Records from a data source
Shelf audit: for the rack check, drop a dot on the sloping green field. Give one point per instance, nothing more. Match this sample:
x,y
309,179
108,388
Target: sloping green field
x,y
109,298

◆ **Work to be completed**: Output the data above exactly, please, line for line.

◆ **Solution below**:
Shelf audit: for the rack check, drop a dot on the sloping green field. Give one point per instance, nothing more. Match this sample:
x,y
309,179
108,388
Target: sloping green field
x,y
109,298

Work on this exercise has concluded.